Task: Copy every line of the records below word for word, and leave the pictures out.

#####

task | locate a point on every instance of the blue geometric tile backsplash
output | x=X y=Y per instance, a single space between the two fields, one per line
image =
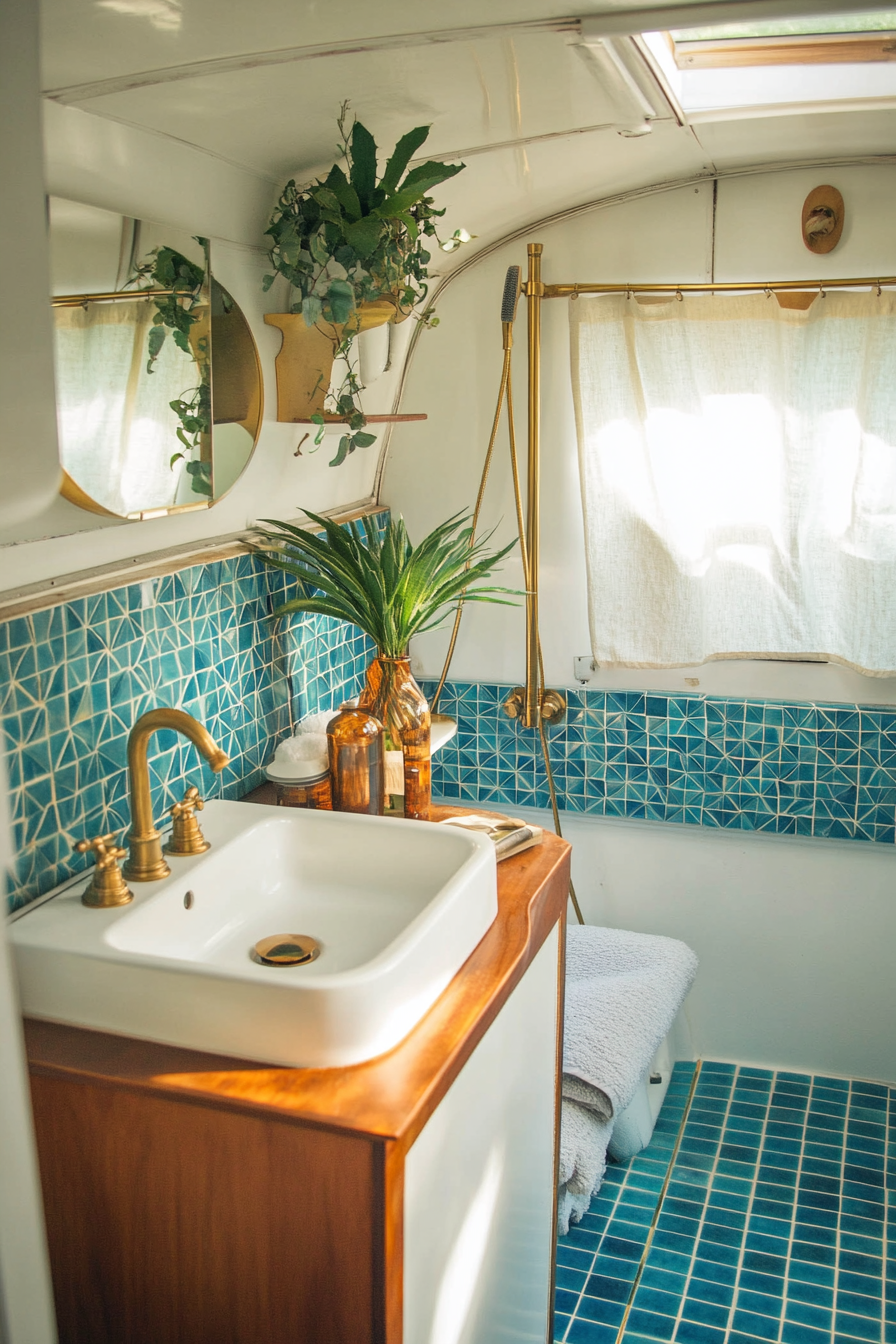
x=75 y=678
x=752 y=765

#####

Result of the exercise:
task | locate a point on every instance of the blue geometric tile backsplash
output | x=X y=Y per instance, a single space between the two fields, one per line
image =
x=75 y=678
x=752 y=765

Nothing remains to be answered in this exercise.